**What you should do**
Look in the data below for the line that contains "the glass window". Copy that line and the remaining lines exactly.

**Input data**

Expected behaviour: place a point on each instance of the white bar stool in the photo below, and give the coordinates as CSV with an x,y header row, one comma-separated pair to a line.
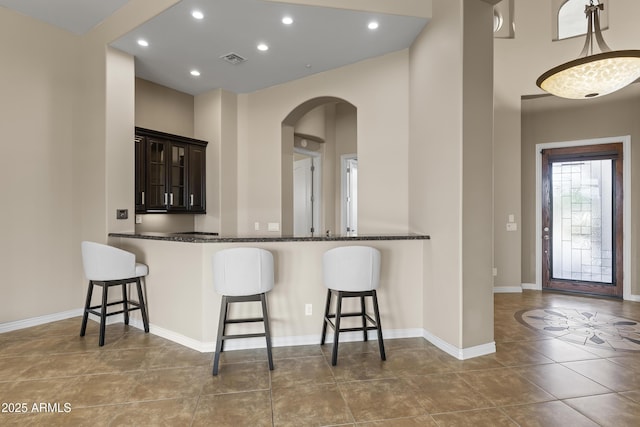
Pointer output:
x,y
107,266
241,275
351,272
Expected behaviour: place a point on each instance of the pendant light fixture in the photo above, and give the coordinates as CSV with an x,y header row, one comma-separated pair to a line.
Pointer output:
x,y
592,74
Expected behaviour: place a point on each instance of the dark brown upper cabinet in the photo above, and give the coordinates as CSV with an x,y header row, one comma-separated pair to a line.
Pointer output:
x,y
170,173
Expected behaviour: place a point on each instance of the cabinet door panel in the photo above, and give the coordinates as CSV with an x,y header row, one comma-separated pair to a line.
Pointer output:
x,y
197,162
178,177
165,180
156,174
141,174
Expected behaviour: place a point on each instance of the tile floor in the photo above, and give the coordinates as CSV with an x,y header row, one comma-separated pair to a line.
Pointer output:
x,y
135,379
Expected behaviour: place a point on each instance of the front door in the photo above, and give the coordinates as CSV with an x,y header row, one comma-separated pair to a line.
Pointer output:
x,y
582,219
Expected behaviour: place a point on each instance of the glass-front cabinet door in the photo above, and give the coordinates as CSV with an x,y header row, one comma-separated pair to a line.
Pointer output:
x,y
170,173
178,177
158,194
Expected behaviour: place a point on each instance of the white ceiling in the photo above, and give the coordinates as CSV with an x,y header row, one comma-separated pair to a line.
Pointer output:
x,y
77,16
319,39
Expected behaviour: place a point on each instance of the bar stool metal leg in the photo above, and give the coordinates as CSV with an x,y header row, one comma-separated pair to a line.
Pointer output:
x,y
143,305
103,313
336,336
219,340
87,306
378,325
267,330
326,314
363,308
125,304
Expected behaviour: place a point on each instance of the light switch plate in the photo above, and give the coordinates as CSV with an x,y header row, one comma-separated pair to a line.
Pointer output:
x,y
273,226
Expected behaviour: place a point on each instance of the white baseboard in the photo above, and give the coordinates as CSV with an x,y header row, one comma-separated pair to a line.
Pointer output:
x,y
249,343
507,289
40,320
460,353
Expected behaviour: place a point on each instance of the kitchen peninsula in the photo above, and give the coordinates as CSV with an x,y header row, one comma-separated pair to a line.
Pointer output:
x,y
184,307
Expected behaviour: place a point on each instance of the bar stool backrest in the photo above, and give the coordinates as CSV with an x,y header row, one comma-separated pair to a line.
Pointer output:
x,y
243,271
351,268
104,263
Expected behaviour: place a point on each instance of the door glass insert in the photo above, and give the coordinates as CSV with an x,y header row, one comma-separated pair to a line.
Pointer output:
x,y
581,226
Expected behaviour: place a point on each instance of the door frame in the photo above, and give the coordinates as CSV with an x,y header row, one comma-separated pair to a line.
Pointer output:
x,y
344,183
316,162
626,204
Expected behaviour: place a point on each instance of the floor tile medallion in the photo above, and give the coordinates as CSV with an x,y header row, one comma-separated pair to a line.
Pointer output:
x,y
586,327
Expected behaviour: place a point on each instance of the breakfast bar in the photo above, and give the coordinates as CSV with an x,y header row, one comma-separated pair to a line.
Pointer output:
x,y
184,307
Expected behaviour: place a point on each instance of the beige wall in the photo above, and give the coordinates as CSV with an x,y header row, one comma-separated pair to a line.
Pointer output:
x,y
551,119
163,109
382,141
436,151
517,64
38,85
181,276
62,144
448,164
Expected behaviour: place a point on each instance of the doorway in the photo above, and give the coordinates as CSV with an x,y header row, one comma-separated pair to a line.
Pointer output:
x,y
582,217
306,192
349,194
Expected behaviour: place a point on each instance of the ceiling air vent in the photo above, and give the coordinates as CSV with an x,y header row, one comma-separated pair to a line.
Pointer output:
x,y
233,58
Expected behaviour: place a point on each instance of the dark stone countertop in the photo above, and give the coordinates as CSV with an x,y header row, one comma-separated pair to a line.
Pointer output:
x,y
202,237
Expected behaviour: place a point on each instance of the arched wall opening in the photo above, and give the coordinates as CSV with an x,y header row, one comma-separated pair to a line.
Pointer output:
x,y
323,128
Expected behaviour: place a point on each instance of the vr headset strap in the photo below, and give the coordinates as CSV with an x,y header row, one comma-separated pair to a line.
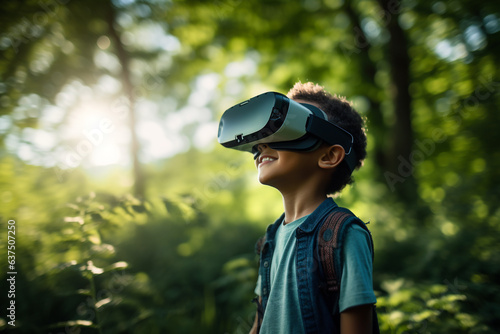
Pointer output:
x,y
333,135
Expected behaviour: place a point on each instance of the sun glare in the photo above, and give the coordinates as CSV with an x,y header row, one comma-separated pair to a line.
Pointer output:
x,y
98,135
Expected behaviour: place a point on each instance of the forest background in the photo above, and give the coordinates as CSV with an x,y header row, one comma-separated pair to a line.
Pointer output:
x,y
130,218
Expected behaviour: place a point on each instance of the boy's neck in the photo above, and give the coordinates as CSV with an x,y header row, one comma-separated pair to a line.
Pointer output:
x,y
301,203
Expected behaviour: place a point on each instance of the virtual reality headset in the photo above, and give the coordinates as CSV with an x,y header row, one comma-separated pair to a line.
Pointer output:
x,y
282,124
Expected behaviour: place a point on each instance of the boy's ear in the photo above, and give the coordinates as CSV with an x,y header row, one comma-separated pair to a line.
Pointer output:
x,y
332,157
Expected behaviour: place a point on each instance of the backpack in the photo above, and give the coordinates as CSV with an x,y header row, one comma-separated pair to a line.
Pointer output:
x,y
332,228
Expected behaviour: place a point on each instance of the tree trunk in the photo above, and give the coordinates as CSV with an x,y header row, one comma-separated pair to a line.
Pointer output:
x,y
400,161
121,53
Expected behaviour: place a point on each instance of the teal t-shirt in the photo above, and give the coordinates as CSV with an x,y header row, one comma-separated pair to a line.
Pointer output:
x,y
283,313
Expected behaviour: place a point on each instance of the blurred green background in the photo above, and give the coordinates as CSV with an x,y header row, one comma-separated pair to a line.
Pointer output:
x,y
131,219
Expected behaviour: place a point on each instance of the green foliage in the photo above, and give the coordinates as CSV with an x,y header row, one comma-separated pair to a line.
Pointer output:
x,y
427,308
180,260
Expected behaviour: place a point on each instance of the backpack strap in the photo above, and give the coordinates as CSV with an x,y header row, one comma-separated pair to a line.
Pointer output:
x,y
328,245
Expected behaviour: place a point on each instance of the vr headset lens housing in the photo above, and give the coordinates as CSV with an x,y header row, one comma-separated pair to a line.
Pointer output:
x,y
283,124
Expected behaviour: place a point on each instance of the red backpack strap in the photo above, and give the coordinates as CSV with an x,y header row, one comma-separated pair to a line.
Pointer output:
x,y
327,246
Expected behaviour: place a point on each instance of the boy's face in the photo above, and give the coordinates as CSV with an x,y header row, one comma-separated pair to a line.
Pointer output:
x,y
285,169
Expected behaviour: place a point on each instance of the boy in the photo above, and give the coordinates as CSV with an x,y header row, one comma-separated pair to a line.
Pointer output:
x,y
290,299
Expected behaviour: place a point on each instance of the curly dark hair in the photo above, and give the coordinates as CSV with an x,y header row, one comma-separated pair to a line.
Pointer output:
x,y
340,112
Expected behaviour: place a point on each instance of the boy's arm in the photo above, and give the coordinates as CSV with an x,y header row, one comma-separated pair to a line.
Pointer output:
x,y
357,320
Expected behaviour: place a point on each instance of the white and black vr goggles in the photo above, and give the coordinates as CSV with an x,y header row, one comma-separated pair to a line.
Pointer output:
x,y
282,124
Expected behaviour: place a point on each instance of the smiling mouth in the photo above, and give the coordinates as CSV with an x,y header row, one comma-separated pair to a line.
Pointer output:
x,y
265,160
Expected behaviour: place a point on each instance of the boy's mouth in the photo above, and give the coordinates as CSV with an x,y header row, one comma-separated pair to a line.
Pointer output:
x,y
265,159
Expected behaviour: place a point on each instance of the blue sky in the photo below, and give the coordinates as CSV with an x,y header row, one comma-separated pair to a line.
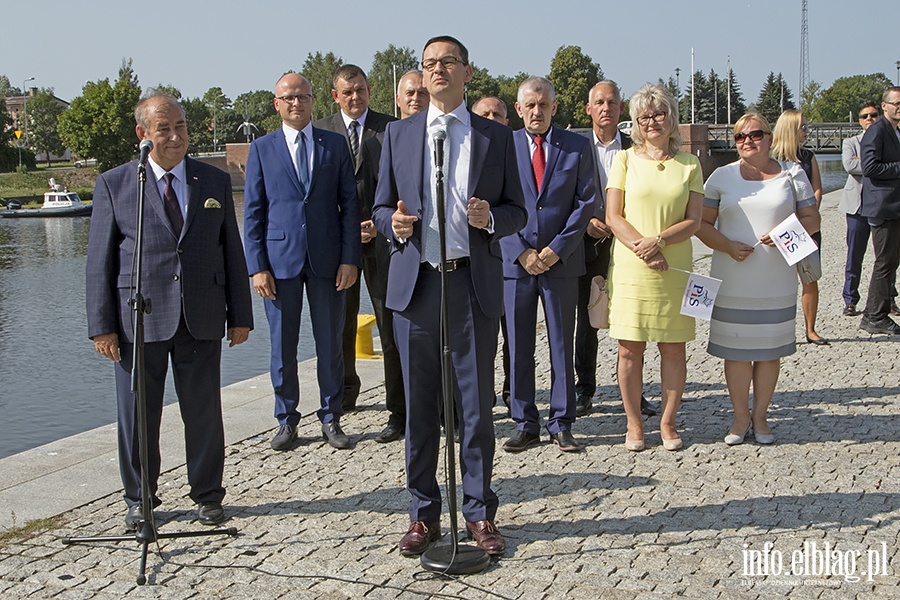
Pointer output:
x,y
243,46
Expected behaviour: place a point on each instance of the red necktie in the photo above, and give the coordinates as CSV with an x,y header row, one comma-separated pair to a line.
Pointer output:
x,y
173,209
538,162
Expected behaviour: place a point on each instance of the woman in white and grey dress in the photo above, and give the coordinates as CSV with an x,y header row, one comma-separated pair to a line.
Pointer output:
x,y
753,322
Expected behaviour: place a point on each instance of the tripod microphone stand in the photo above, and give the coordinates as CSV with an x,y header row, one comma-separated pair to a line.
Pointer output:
x,y
146,529
455,559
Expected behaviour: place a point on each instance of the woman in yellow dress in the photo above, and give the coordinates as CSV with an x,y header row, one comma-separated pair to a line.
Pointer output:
x,y
654,201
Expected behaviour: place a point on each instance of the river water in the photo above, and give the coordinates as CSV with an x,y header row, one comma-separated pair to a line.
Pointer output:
x,y
52,382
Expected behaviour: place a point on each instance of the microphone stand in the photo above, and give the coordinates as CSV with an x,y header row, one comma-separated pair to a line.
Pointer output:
x,y
455,559
146,530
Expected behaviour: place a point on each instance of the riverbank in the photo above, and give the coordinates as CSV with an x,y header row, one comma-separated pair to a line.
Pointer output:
x,y
323,523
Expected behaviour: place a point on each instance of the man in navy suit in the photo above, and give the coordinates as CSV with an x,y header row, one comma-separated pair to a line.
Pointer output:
x,y
195,278
357,124
301,230
880,157
483,203
544,260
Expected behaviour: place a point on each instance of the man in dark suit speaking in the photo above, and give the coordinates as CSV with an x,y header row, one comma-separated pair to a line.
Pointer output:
x,y
301,229
196,279
483,203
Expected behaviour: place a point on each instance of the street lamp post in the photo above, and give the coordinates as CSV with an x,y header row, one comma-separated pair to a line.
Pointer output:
x,y
25,107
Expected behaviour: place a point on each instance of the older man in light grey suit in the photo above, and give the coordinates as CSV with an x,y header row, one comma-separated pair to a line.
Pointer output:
x,y
857,225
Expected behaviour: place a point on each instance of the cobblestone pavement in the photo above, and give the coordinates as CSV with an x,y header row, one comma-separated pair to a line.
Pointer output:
x,y
322,523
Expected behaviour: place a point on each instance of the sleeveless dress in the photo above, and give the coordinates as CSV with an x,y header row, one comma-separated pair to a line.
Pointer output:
x,y
753,318
644,304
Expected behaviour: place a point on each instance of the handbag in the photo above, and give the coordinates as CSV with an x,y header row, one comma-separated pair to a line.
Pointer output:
x,y
598,303
810,268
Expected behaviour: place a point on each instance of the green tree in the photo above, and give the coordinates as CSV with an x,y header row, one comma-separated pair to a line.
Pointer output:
x,y
381,75
319,70
255,108
7,89
44,110
198,117
100,123
845,95
482,84
774,98
573,74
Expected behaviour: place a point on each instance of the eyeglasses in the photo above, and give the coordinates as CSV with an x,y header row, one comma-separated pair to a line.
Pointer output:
x,y
448,62
656,117
302,98
754,136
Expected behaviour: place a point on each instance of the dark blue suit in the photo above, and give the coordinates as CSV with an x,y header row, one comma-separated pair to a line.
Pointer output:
x,y
302,241
879,153
196,282
557,218
475,305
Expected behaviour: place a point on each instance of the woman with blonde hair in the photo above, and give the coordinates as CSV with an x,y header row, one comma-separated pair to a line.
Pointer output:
x,y
787,139
753,322
653,206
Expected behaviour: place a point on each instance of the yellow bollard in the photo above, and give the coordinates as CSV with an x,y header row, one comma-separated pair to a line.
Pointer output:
x,y
364,345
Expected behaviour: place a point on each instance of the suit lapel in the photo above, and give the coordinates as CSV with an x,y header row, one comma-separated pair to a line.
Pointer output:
x,y
192,183
523,154
279,144
155,201
553,151
481,141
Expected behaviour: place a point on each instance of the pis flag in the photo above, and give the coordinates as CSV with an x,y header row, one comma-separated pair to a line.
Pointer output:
x,y
792,240
700,296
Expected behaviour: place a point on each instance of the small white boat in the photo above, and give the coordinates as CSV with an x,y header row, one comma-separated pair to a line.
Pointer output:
x,y
58,202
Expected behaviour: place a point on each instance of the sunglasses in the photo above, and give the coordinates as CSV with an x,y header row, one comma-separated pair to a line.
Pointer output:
x,y
753,136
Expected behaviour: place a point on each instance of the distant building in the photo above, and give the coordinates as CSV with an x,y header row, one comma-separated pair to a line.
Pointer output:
x,y
16,105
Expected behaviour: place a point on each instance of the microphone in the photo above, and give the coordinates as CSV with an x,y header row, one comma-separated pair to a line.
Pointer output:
x,y
145,147
439,136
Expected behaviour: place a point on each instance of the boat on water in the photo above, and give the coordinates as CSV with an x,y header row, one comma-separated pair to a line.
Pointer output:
x,y
58,202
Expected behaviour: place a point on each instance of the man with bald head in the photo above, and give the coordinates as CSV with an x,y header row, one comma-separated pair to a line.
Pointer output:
x,y
301,230
195,277
411,97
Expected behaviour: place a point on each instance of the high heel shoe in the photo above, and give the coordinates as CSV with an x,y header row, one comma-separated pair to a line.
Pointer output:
x,y
673,444
634,445
733,439
818,342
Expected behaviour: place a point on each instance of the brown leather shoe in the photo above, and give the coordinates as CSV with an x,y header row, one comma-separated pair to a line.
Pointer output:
x,y
419,536
486,537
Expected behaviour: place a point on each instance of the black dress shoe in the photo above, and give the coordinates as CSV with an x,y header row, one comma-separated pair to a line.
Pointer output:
x,y
565,440
520,441
210,513
391,433
134,517
885,325
647,409
582,405
335,436
285,438
419,536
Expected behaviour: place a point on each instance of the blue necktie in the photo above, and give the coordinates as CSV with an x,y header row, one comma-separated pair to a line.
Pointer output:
x,y
302,164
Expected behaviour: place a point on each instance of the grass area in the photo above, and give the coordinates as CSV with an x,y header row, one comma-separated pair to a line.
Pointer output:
x,y
29,530
34,183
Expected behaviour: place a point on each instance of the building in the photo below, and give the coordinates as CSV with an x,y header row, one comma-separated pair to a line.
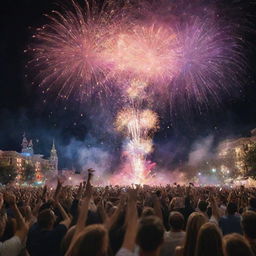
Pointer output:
x,y
42,167
234,150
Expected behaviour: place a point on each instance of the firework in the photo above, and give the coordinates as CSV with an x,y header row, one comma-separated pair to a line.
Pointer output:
x,y
68,52
147,52
169,50
211,62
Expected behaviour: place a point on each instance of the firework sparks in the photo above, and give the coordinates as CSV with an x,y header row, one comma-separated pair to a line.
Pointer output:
x,y
68,52
147,52
211,62
192,59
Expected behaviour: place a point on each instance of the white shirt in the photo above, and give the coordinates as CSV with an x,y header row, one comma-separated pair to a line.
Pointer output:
x,y
126,252
171,241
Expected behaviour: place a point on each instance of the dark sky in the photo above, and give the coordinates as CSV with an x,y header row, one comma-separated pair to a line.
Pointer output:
x,y
22,108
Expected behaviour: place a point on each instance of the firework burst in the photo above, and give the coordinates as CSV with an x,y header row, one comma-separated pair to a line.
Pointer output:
x,y
68,52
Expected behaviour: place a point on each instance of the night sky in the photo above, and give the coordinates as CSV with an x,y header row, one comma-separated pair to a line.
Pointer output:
x,y
23,109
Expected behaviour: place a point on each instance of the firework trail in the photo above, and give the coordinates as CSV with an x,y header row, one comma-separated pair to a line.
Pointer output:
x,y
68,51
157,49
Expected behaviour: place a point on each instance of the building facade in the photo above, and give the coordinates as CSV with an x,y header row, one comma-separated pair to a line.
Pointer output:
x,y
234,150
40,166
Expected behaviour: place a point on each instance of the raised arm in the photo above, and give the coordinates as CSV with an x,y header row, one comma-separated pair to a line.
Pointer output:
x,y
113,219
83,213
131,221
22,227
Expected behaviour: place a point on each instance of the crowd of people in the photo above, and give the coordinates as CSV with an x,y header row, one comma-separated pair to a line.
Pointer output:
x,y
127,221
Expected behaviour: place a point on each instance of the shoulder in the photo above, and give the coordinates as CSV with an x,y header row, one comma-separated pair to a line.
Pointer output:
x,y
125,252
11,247
179,251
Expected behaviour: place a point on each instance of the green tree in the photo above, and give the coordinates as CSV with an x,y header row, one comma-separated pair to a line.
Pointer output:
x,y
8,173
250,160
28,174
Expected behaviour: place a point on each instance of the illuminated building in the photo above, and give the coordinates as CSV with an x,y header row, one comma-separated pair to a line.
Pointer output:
x,y
42,167
234,150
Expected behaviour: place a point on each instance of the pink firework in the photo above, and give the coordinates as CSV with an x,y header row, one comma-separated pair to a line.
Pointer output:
x,y
148,52
68,51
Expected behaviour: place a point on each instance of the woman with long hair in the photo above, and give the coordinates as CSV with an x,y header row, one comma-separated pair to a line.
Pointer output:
x,y
195,221
209,241
236,245
92,241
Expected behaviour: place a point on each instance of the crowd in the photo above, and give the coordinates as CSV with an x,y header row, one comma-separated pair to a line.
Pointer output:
x,y
127,221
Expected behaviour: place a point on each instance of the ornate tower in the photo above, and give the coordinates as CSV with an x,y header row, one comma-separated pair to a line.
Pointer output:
x,y
24,144
30,147
53,158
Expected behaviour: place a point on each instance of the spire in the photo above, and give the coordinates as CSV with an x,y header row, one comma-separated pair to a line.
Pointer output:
x,y
53,150
53,158
24,143
30,144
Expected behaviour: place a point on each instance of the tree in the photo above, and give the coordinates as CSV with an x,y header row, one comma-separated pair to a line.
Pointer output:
x,y
250,160
28,174
7,173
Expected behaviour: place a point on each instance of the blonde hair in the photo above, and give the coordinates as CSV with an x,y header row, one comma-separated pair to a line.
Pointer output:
x,y
195,221
236,245
209,241
92,241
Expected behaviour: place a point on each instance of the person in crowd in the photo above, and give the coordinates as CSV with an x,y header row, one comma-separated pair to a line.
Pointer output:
x,y
123,220
236,245
45,236
249,228
209,241
175,237
147,235
195,221
231,223
14,245
252,204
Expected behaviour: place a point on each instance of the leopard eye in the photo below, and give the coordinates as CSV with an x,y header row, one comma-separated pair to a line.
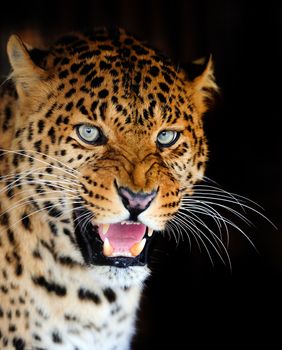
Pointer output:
x,y
167,138
89,134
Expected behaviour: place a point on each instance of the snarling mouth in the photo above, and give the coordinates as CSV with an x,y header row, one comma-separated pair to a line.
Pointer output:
x,y
120,244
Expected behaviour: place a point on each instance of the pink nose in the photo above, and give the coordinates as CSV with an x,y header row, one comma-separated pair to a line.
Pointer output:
x,y
137,201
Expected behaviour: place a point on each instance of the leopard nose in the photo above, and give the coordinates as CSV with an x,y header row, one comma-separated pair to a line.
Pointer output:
x,y
135,202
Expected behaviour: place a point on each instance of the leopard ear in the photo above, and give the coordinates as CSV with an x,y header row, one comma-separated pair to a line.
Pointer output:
x,y
26,74
204,86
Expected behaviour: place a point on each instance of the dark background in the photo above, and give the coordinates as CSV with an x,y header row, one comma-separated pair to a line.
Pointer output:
x,y
188,303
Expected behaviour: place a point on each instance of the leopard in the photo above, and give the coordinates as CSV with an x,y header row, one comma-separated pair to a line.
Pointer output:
x,y
101,139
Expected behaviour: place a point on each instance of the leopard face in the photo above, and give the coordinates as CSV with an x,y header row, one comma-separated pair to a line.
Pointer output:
x,y
107,139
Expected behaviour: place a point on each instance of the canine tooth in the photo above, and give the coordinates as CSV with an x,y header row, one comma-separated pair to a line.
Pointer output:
x,y
150,232
137,248
107,248
105,228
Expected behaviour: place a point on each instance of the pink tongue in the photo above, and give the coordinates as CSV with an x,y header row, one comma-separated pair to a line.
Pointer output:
x,y
123,237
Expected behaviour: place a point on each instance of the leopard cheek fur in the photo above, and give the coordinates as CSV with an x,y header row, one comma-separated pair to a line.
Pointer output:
x,y
55,183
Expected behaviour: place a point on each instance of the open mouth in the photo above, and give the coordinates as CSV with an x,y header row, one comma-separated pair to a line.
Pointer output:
x,y
120,244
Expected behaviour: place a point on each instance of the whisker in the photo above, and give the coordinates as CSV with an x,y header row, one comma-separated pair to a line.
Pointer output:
x,y
23,153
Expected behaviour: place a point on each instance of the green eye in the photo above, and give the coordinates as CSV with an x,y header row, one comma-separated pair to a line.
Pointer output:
x,y
90,134
167,138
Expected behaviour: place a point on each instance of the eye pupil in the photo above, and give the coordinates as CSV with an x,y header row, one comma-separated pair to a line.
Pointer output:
x,y
167,138
89,134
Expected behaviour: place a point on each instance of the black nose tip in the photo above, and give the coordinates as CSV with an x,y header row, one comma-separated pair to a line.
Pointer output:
x,y
135,202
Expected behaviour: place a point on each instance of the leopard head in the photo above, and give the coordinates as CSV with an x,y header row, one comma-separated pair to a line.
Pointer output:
x,y
110,132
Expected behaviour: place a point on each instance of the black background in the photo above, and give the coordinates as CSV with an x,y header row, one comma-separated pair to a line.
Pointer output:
x,y
188,302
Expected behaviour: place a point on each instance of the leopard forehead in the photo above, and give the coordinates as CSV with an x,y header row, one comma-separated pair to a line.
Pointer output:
x,y
102,73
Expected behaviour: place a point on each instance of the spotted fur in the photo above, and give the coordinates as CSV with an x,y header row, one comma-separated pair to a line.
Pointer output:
x,y
51,297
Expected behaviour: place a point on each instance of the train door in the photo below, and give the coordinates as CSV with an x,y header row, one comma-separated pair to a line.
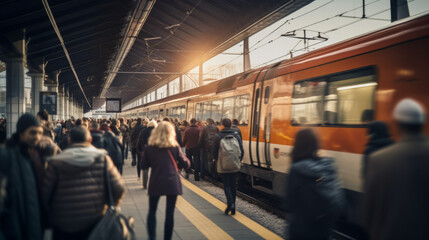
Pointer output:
x,y
255,122
260,134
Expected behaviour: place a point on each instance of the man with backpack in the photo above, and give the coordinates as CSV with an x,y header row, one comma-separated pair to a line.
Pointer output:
x,y
228,152
206,142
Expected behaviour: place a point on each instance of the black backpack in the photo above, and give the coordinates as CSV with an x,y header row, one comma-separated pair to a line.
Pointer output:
x,y
322,198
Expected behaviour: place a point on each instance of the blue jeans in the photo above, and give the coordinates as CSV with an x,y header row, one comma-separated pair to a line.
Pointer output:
x,y
169,216
229,186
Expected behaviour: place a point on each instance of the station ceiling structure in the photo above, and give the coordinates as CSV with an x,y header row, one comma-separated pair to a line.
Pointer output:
x,y
105,37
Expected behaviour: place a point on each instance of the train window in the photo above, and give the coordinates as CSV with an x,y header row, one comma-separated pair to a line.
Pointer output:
x,y
241,112
216,111
349,98
340,99
198,110
256,114
206,111
228,107
307,102
267,94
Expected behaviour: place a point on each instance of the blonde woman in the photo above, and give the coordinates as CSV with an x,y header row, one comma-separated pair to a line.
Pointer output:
x,y
161,155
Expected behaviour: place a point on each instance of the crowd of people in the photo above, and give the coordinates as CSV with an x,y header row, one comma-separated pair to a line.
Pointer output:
x,y
52,174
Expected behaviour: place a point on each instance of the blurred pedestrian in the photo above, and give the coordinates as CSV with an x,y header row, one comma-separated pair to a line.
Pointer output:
x,y
227,153
141,145
190,140
20,215
162,155
314,197
396,193
73,189
379,138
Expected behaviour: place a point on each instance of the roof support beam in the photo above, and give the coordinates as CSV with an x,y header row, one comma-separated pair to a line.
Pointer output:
x,y
136,23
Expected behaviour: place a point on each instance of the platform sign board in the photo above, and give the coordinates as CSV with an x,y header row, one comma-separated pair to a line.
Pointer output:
x,y
113,105
48,101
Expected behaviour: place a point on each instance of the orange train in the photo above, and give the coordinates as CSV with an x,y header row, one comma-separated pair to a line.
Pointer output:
x,y
336,90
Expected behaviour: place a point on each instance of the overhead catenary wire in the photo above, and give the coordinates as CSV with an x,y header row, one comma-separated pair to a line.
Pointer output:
x,y
57,31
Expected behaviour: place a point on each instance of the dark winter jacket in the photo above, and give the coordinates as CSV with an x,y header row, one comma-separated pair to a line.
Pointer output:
x,y
208,137
379,139
222,134
396,193
302,176
20,218
143,138
191,137
164,178
134,136
73,189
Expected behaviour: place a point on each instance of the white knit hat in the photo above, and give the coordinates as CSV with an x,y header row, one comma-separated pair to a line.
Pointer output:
x,y
409,111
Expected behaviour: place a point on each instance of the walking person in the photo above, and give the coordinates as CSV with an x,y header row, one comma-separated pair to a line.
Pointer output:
x,y
227,153
141,145
314,197
190,140
161,156
396,193
73,189
20,211
134,136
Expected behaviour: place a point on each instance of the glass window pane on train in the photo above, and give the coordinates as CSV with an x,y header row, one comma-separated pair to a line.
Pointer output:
x,y
198,110
206,110
228,107
256,114
241,112
350,99
216,111
182,112
307,102
267,94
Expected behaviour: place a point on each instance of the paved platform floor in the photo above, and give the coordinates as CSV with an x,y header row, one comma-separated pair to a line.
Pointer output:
x,y
198,215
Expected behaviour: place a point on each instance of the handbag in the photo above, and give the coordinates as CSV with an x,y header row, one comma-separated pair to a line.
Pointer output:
x,y
113,225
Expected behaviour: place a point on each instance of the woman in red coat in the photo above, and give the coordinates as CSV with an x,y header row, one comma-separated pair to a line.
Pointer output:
x,y
161,155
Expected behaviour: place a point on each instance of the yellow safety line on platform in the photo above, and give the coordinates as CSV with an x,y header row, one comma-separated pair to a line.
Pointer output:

**Exercise solution**
Expected behaviour: place a point on each instance of the glass window pane on train in the photo above, and give the coordinates as CSV with an x,y header row, one comma-separated pair to a line.
Pointer output:
x,y
198,110
206,110
228,107
256,114
241,112
350,99
216,111
182,112
307,102
267,94
Expected behaviour: place a point on each instance of the paved platform floor in the photo above, and give the coordinates as CSV with an x,y header row, one comma-separated pair to a line.
Pointer output:
x,y
198,215
Expected behaviour: place a point on each instance of the handbag in the photo above, and give the coordinates as CSV with an x,y header row, one comma-separated pair to a line.
Pointer output:
x,y
113,225
Expected behaviour: place a point on each instance of the woman in red coat in the photo above, and give the coordinates as CSV with an x,y header row, one comma-separated pair to a line.
Pointer output:
x,y
161,155
Expected behaviour: place a point on each instance of the yellow safety line on platform in the photo above, and give the coordinates as CSV with an x,y header row, one comma-separated pair to a line.
Pointer output:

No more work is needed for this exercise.